**Information shown**
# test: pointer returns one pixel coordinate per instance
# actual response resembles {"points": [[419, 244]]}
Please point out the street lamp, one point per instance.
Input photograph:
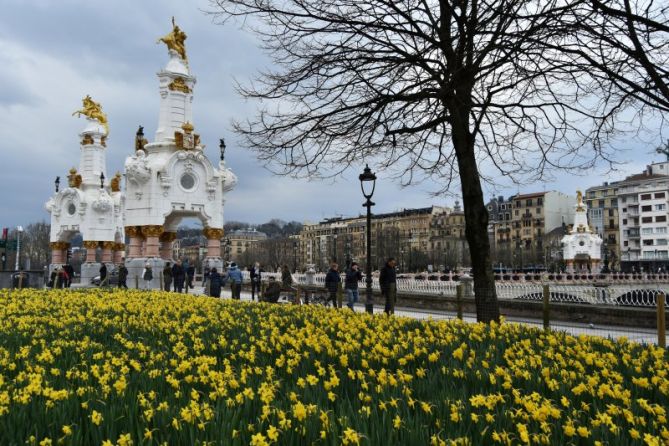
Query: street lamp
{"points": [[19, 230], [367, 181]]}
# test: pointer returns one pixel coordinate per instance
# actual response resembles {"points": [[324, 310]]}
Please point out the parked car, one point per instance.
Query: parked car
{"points": [[112, 278]]}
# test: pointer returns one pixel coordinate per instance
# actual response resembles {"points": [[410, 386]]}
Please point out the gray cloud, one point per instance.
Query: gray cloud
{"points": [[54, 53]]}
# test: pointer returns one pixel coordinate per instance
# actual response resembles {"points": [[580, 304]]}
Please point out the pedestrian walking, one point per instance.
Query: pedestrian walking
{"points": [[215, 283], [332, 281], [167, 276], [103, 275], [147, 275], [178, 276], [235, 278], [388, 284], [353, 276], [255, 280], [122, 275]]}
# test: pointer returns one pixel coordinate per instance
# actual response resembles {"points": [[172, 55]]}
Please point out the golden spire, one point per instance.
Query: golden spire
{"points": [[175, 40], [93, 110]]}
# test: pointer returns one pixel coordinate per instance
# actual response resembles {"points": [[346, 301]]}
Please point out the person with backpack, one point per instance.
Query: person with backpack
{"points": [[167, 276], [388, 284], [235, 277], [353, 276], [122, 275], [147, 275], [215, 283], [332, 281]]}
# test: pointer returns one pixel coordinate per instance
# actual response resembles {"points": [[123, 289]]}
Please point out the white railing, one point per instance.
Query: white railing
{"points": [[622, 292]]}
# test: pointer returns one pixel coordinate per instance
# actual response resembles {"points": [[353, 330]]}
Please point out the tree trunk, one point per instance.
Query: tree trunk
{"points": [[476, 223]]}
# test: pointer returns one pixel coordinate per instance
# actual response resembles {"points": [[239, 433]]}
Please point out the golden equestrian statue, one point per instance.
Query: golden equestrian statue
{"points": [[175, 40], [93, 110]]}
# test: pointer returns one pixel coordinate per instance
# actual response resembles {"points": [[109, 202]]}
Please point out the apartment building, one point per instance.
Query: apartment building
{"points": [[602, 204], [643, 211]]}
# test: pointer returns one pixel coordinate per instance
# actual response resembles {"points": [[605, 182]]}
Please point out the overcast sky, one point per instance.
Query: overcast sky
{"points": [[54, 52]]}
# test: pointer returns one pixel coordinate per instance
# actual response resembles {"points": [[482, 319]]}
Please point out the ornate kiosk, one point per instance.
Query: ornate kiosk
{"points": [[170, 178], [582, 246], [89, 205]]}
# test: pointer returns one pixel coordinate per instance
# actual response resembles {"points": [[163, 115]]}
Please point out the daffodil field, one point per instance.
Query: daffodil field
{"points": [[132, 367]]}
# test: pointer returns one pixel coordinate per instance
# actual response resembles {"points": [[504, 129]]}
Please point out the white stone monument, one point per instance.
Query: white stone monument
{"points": [[170, 178], [582, 246], [90, 205]]}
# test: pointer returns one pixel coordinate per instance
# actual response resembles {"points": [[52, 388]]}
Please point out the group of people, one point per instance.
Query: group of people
{"points": [[352, 276], [61, 276]]}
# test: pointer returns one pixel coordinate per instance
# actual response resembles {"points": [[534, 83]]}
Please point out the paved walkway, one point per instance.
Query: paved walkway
{"points": [[634, 334]]}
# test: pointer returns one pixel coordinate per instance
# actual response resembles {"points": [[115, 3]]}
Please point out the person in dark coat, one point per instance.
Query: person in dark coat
{"points": [[353, 276], [215, 283], [70, 274], [388, 284], [272, 292], [332, 281], [190, 275], [167, 276], [255, 280], [178, 276], [122, 276], [103, 275]]}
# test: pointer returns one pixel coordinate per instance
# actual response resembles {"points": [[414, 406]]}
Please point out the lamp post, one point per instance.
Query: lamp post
{"points": [[367, 181], [19, 230]]}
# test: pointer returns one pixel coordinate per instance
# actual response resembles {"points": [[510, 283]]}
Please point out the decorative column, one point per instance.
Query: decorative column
{"points": [[166, 241], [91, 246], [152, 234], [118, 251], [214, 236], [58, 252], [106, 252], [135, 245]]}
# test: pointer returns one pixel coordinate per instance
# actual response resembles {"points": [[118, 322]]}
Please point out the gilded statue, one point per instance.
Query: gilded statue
{"points": [[93, 110], [175, 40]]}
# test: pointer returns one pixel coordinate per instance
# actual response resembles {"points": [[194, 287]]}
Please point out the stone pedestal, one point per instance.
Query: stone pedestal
{"points": [[107, 252], [152, 234], [166, 244], [136, 268], [118, 253], [135, 246]]}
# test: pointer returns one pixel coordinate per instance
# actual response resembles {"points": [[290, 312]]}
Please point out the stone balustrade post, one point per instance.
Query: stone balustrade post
{"points": [[135, 245], [152, 234]]}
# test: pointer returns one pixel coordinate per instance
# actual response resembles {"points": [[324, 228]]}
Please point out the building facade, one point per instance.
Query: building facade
{"points": [[643, 228]]}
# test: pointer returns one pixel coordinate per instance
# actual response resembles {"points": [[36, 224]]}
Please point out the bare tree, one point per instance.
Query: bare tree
{"points": [[425, 88]]}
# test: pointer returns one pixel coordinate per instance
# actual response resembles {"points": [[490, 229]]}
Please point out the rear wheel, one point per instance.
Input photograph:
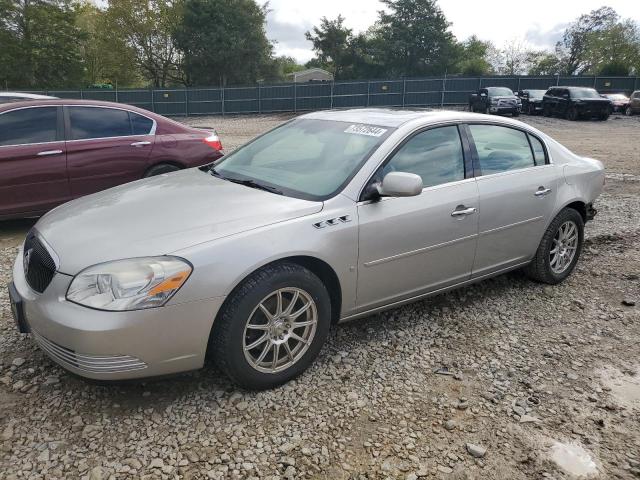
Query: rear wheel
{"points": [[272, 327], [160, 169], [559, 248]]}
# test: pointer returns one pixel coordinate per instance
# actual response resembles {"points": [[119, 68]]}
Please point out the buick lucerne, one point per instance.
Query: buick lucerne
{"points": [[329, 217]]}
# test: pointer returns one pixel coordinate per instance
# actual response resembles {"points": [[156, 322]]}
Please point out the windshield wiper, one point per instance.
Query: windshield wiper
{"points": [[246, 183]]}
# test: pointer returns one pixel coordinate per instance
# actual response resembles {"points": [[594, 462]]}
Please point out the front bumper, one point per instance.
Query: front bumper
{"points": [[115, 345]]}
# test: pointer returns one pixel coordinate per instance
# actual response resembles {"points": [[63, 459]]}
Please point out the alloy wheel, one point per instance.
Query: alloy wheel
{"points": [[565, 245], [280, 330]]}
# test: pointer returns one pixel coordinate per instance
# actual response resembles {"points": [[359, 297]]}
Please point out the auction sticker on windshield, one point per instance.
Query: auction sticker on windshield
{"points": [[368, 130]]}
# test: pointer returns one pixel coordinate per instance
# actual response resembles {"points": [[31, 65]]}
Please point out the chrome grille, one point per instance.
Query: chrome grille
{"points": [[88, 363], [39, 265]]}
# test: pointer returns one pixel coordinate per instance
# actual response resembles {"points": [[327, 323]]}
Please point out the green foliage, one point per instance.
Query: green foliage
{"points": [[224, 42], [416, 40], [40, 44]]}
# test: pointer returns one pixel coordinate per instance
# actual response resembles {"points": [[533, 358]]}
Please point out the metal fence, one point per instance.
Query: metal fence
{"points": [[298, 97]]}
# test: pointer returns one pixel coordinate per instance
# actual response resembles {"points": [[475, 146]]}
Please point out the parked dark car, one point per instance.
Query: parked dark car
{"points": [[619, 102], [575, 102], [498, 100], [52, 151], [634, 104], [531, 101]]}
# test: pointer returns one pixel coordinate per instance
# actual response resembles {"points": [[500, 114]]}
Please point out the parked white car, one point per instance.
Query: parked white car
{"points": [[327, 218]]}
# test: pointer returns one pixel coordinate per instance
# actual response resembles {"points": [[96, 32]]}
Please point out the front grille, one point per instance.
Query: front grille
{"points": [[39, 266], [88, 363]]}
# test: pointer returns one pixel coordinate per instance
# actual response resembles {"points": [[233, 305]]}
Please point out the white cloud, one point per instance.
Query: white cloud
{"points": [[538, 24]]}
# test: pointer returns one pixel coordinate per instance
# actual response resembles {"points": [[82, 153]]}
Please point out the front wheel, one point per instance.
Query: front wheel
{"points": [[272, 326], [559, 248]]}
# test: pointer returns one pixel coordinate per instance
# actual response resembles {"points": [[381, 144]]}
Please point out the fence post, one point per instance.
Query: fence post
{"points": [[332, 86], [404, 89], [368, 89]]}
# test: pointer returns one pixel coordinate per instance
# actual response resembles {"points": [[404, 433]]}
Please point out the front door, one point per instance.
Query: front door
{"points": [[103, 150], [517, 188], [33, 162], [409, 246]]}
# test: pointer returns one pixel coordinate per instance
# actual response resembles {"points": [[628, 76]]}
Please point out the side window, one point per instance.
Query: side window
{"points": [[501, 149], [29, 125], [97, 122], [436, 155], [140, 125], [538, 151]]}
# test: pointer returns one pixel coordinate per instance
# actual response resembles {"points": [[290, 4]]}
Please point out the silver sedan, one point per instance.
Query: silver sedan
{"points": [[327, 218]]}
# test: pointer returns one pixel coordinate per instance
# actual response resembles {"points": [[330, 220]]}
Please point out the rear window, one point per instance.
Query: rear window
{"points": [[97, 122], [28, 125], [140, 125]]}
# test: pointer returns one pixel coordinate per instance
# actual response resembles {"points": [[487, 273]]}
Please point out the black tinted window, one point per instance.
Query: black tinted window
{"points": [[435, 155], [96, 122], [538, 151], [28, 125], [140, 125], [501, 149]]}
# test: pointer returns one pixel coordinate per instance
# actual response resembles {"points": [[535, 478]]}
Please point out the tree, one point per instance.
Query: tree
{"points": [[147, 27], [475, 57], [224, 41], [106, 58], [331, 42], [574, 47], [416, 40], [40, 43], [614, 50]]}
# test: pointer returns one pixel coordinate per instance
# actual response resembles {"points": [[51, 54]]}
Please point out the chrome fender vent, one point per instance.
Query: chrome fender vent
{"points": [[332, 222]]}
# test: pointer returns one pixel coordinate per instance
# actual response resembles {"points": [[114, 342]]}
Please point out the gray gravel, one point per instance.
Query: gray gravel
{"points": [[479, 383]]}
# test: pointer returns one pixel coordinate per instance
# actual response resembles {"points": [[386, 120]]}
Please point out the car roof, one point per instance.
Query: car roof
{"points": [[70, 101], [394, 118]]}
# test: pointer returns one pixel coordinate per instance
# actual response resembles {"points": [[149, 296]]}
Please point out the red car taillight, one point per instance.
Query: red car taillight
{"points": [[213, 141]]}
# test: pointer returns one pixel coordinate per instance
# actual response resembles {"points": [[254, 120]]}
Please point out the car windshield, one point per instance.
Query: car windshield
{"points": [[500, 91], [304, 158], [584, 93], [536, 94]]}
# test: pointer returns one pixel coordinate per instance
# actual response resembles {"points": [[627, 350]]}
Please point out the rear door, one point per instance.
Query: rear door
{"points": [[106, 147], [517, 187], [33, 166]]}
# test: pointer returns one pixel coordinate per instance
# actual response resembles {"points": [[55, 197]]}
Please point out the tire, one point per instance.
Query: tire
{"points": [[232, 333], [160, 169], [541, 268]]}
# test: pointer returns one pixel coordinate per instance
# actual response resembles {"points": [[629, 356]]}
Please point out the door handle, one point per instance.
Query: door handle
{"points": [[48, 153], [463, 211], [541, 192]]}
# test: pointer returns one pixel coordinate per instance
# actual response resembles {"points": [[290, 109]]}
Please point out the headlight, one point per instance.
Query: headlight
{"points": [[131, 284]]}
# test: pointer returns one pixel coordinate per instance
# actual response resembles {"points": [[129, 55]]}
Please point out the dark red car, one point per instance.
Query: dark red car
{"points": [[52, 151]]}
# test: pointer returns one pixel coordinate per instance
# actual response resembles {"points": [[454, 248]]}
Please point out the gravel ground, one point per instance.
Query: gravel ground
{"points": [[505, 379]]}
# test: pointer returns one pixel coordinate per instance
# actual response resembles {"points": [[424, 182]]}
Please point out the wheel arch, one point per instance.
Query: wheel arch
{"points": [[320, 268]]}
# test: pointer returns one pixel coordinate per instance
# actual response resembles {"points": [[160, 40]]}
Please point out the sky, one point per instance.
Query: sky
{"points": [[497, 20]]}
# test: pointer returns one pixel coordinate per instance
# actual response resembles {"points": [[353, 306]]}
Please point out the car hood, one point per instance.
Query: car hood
{"points": [[160, 215]]}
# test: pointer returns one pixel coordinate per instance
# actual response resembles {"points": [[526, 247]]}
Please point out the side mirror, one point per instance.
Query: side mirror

**Goal of the exercise**
Within the data above, the lines from the one with "Query: silver sedan" to the one with "Please point out the car roof, one" must be repeated exactly; no other line belongs in the answer.

**Result of the exercise**
Query: silver sedan
{"points": [[327, 218]]}
# test: pointer returns one pixel coordinate per instance
# actual response resembles {"points": [[330, 220]]}
Please point out the rear window, one point per instance.
Query: rear window
{"points": [[97, 122], [28, 125], [140, 125]]}
# test: pointer returns one pixel coordinate per instance
# actual response resembles {"points": [[487, 273]]}
Please point out the black tinted window, one point per instance.
Query: black tinted window
{"points": [[435, 155], [96, 122], [538, 151], [28, 125], [140, 125], [501, 149]]}
# test: pointer returns one pixel coordinate per instance
# actual response resembles {"points": [[535, 478]]}
Please point out the tree, one point per instance.
Query: tree
{"points": [[147, 27], [475, 57], [224, 41], [106, 58], [331, 42], [574, 47], [416, 40], [40, 43], [614, 50]]}
# test: pointer returns one pixel coordinate per instance
# actual response resembles {"points": [[51, 54]]}
Please point out the chrome fender vent, one point per instance.
Query: chrome fender vent
{"points": [[332, 222]]}
# test: pointer returns one pixel coordinate per instance
# actual response resembles {"points": [[114, 342]]}
Please point out the gray gravel, one point per instance.
Query: gray gravel
{"points": [[479, 383]]}
# test: pointer returns one pixel coordinate per instance
# actual response resembles {"points": [[386, 120]]}
Please point out the car roof, one point per instance.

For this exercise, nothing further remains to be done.